**読む文章:**

2008年6月16日

6・29代々木公園から渋谷へ 世界揺るがすデモを 死すべきは資本主義だ! 38同志を奪還しサミット粉砕へ

週刊『前進』06頁(2347号1面1)(2008/06/16)

6・29代々木公園から渋谷へ 世界揺るがすデモを
 死すべきは資本主義だ!
 38同志を奪還しサミット粉砕へ

 労働者にとってあまりにショッキングな出来事が起きた。東京・秋葉原で起きた無差別殺傷事件だ。若者でにぎわう歩行者天国にトラックで突っ込み、凶器を手にしたのは25歳の派遣労働者だった。結論から先に言いたい。われわれ労働者は希望だ。労働者はこの社会を覆し革命を遂行するパワーを持っている。青年労働者・学生は革命を求めている。必要なのは闘う方針と仲間の団結、そして実践だ。死すべきは資本主義である。職場の怒りをサミット決戦の大爆発へ結集しよう。

 第1章 団結と闘いにこそ希望

 この若者が心から求めていたのは団結だった。孤立感で絶望した彼が殺傷したのは、本当は団結してともに資本や権力と闘うべき労働者や学生の仲間だったのだ。
 本来は最も人間らしい活動を行う場である労働現場で、なぜこのような絶望が生み出されるのか。われわれ労働者の生きている現実は逃れられない宿命なのか? 労働者は資本の過酷な搾取になすがままなのか? いや断じて違う!

**提供データ:**
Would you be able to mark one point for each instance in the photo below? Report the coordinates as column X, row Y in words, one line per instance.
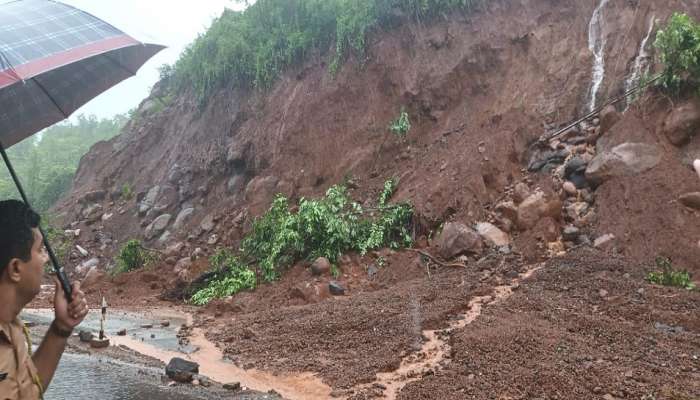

**あなたの課題:**
「読む文章」を、「6・29代々木公園から渋谷へ 世界揺るがすデモを 死すべきは資本主義だ!」を含む箇所から「働者や学生の仲間だったのだ。」の後までを範囲として書き直してください。その際、「サミット」を「首脳会議」に置き換えてください。

**演習の解答:**
6・29代々木公園から渋谷へ 世界揺るがすデモを 死すべきは資本主義だ! 38同志を奪還し首脳会議粉砕へ

週刊『前進』06頁(2347号1面1)(2008/06/16)

6・29代々木公園から渋谷へ 世界揺るがすデモを
 死すべきは資本主義だ!
 38同志を奪還し首脳会議粉砕へ

 労働者にとってあまりにショッキングな出来事が起きた。東京・秋葉原で起きた無差別殺傷事件だ。若者でにぎわう歩行者天国にトラックで突っ込み、凶器を手にしたのは25歳の派遣労働者だった。結論から先に言いたい。われわれ労働者は希望だ。労働者はこの社会を覆し革命を遂行するパワーを持っている。青年労働者・学生は革命を求めている。必要なのは闘う方針と仲間の団結、そして実践だ。死すべきは資本主義である。職場の怒りを首脳会議決戦の大爆発へ結集しよう。

 第1章 団結と闘いにこそ希望

 この若者が心から求めていたのは団結だった。孤立感で絶望した彼が殺傷したのは、本当は団結してともに資本や権力と闘うべき労働者や学生の仲間だったのだ。